Recorded data:
++++
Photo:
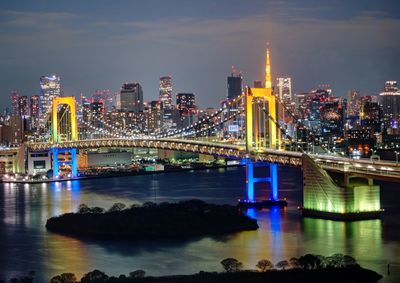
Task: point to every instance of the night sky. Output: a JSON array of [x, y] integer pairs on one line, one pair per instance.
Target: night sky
[[98, 44]]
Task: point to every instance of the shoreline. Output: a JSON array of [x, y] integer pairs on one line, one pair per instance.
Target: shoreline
[[125, 174]]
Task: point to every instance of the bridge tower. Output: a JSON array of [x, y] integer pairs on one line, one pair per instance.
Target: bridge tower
[[63, 129], [260, 103]]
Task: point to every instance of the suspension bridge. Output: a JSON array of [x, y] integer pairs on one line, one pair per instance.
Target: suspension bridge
[[333, 186]]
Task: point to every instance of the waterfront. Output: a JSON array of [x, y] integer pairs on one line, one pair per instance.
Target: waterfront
[[26, 245]]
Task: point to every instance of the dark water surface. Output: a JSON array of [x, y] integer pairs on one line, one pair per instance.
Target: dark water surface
[[26, 245]]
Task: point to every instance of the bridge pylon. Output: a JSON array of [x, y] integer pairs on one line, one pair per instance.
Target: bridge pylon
[[258, 100]]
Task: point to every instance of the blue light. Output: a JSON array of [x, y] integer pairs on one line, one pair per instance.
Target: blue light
[[54, 152], [74, 163], [250, 181], [273, 170]]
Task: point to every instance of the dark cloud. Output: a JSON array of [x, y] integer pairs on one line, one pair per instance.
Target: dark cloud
[[348, 46]]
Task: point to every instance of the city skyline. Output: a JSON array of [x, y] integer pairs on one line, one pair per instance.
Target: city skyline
[[200, 42]]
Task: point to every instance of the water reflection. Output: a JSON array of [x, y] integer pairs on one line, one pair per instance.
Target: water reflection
[[26, 245]]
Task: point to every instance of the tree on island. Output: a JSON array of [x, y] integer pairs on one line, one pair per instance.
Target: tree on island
[[231, 264], [94, 276], [294, 262], [283, 264], [137, 274], [83, 208], [310, 261], [264, 265], [64, 278]]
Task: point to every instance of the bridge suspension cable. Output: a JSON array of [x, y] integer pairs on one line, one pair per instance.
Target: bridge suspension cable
[[204, 120]]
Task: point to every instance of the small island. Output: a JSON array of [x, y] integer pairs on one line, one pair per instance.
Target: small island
[[164, 220], [307, 268]]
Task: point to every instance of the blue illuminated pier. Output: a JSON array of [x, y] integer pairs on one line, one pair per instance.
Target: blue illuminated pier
[[251, 181]]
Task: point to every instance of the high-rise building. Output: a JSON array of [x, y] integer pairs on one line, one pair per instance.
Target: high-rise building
[[235, 84], [49, 88], [34, 111], [186, 105], [390, 101], [353, 103], [285, 89], [131, 97], [23, 106], [391, 86], [165, 95], [185, 102], [154, 115], [371, 115], [14, 103]]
++++
> Task objective
Of the lines above, retype only those from the line containing "Target: tree on island" through the line containing "Task: point to every instance of the high-rise", including both, exactly.

> Exercise result
Target: tree on island
[[231, 264], [94, 276], [294, 262], [283, 264], [137, 274], [83, 208], [310, 261], [264, 265], [64, 278]]
Task: point to every instance of the bridge suspension cable. Output: a JSON array of [x, y] integer pairs on one line, one pair per instance.
Target: bridge suspension cable
[[204, 120]]
Task: point to every instance of the small island. Output: a JSON array of [x, y] integer pairs on one line, one pair per instance.
Target: small island
[[164, 220], [307, 268]]
Task: point to every instance of the blue illuminated pier. Output: a JSON array of [x, y] integer pairs on one line, one pair per instance.
Target: blue illuminated pier
[[251, 181]]
Task: point to every instance of the high-rise building. Output: a JSON array of [x, y] integer pairs on one line, one pair per instance.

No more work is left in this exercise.